* Source records:
━━━━━━

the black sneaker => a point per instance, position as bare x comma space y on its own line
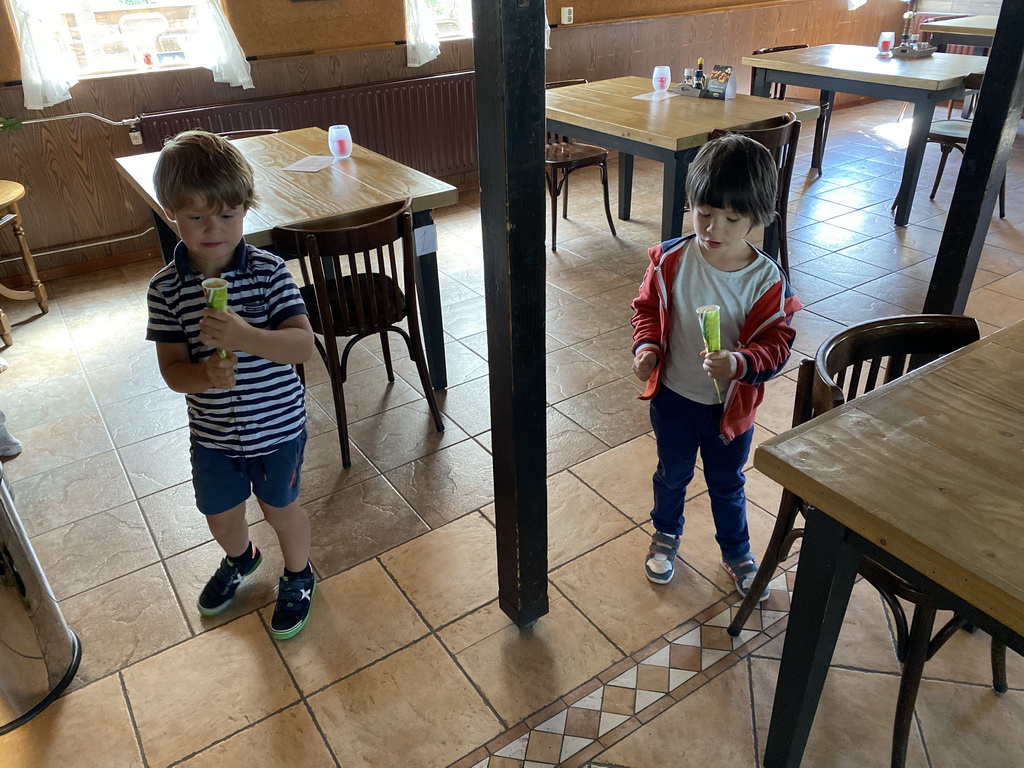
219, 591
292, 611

━━━━━━

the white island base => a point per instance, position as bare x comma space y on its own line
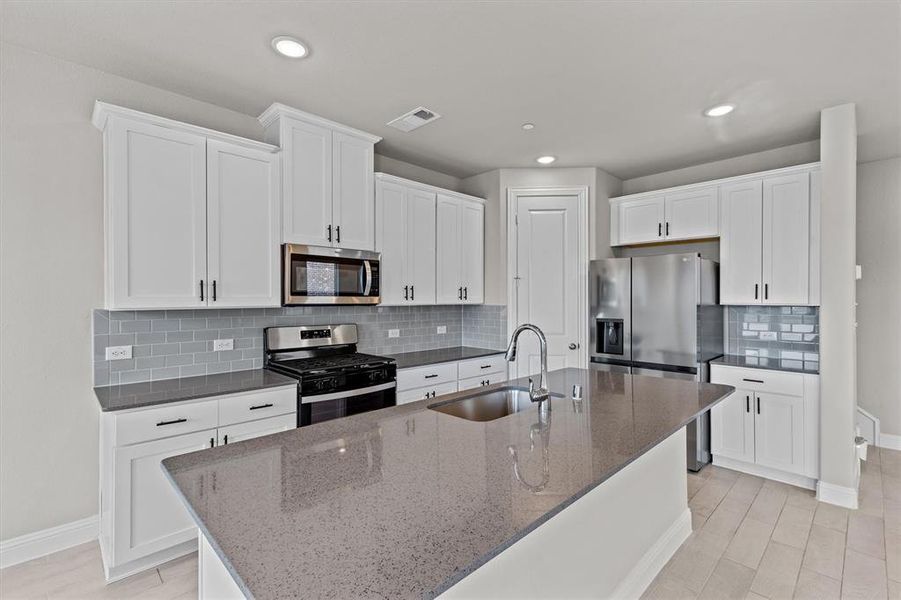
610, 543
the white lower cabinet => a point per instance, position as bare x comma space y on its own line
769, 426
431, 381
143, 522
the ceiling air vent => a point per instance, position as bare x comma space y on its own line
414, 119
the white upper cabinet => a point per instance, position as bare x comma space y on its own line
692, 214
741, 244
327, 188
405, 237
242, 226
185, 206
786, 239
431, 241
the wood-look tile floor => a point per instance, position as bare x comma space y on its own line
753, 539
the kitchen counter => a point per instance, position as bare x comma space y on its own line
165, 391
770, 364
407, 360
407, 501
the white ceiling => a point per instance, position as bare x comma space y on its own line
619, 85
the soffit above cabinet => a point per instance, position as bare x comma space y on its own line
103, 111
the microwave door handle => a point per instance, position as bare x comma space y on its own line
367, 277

━━━━━━

* Directions for this task: Collect every line in the records that contains the word "position" and copy each one as it appears, treating uppercase and lowercase letters as different.

* Answer for this exercise:
the black sneaker => a point per instance, position as bare x comma space y on its own line
the white island base => a point per instance, position as bare x comma space y on its own line
the white lower cabinet => a point per instance, position as bare x comma space y on its own line
the ceiling air vent => a point per instance, position as bare x comma space y on its own line
the white upper cabinet => a point per instance, position as bare x comma space y on its own line
the wood-look tile floor => a point per instance, position as bare x comma space y on its own line
the kitchen counter => a point per instance, position as bare x comma space y on its own line
the white ceiling => a point per instance, position as bare x comma space y on its own line
the soffit above cabinet => a point per instance, position as bare x comma space y on its own line
the microwave door handle => a point per instance, position as bare x comma space y on its own line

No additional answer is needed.